— BEGIN Records for the exercise —

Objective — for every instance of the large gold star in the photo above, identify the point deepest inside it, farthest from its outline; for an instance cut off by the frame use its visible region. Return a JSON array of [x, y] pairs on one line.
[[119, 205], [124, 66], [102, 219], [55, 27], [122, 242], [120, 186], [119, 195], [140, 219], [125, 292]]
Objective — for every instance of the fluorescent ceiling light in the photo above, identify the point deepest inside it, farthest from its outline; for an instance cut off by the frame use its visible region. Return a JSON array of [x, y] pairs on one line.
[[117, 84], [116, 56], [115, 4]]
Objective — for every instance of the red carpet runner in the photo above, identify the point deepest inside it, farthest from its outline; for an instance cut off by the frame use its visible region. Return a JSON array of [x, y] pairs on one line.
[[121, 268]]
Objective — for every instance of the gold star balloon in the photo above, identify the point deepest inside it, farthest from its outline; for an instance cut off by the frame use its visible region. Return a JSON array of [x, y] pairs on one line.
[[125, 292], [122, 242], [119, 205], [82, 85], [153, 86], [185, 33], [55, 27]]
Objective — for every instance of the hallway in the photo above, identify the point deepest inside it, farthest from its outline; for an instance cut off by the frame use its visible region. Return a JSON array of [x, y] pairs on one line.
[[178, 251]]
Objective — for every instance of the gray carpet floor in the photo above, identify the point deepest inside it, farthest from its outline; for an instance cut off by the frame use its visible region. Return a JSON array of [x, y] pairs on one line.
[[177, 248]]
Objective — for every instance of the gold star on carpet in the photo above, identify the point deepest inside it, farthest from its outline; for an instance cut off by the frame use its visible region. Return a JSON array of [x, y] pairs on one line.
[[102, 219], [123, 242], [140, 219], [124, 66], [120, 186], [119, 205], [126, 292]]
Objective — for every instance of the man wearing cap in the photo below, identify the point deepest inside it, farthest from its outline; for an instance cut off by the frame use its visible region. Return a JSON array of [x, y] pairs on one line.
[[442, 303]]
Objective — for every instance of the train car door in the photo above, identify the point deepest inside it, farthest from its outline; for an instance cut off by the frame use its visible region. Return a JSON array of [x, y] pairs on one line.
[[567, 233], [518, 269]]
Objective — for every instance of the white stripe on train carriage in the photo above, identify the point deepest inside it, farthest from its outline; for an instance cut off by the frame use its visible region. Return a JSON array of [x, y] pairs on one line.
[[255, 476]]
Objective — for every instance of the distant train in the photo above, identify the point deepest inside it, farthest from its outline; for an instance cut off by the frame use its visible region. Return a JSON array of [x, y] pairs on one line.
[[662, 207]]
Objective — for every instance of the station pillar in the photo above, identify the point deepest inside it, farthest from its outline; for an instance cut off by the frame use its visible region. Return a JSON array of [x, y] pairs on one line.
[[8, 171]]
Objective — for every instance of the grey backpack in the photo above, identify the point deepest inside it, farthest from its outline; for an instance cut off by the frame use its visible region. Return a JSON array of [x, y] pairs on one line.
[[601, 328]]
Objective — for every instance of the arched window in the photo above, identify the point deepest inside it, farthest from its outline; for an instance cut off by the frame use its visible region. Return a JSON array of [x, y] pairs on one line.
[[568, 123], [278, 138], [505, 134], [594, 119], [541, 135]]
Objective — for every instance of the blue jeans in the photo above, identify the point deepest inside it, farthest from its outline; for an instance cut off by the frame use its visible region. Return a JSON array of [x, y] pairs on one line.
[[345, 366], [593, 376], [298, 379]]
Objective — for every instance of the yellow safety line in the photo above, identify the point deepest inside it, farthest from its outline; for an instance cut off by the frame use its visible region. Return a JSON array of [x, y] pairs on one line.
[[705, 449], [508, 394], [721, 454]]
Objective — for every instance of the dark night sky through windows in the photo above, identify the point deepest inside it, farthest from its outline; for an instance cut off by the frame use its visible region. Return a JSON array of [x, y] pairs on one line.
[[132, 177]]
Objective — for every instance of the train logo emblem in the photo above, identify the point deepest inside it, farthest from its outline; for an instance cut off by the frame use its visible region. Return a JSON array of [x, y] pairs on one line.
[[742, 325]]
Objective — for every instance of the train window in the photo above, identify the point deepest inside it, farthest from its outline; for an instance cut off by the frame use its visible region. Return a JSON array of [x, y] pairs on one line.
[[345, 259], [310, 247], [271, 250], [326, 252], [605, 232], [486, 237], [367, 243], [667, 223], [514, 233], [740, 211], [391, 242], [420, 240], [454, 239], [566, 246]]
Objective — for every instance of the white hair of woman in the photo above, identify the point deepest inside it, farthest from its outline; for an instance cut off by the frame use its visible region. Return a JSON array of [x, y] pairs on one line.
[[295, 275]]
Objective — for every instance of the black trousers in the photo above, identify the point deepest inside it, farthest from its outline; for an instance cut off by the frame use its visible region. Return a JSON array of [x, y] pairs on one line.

— END Records for the exercise —

Goal: Copy out the entries from the line containing "Objective — for every instance of the train car" up to and including the line containing "[[567, 233], [518, 269]]", keeping every line. Multiply each coordinate in the answers by 2.45, then round to whole numbers with halves going up.

Answer in full:
Objective — for every instance of the train car door in the photo above, identify the point deepest inside it, farthest from its outline; for an instance cut off by the frame use its visible region. Return a JSON array of [x, y] pairs on one line.
[[1389, 571], [1269, 659]]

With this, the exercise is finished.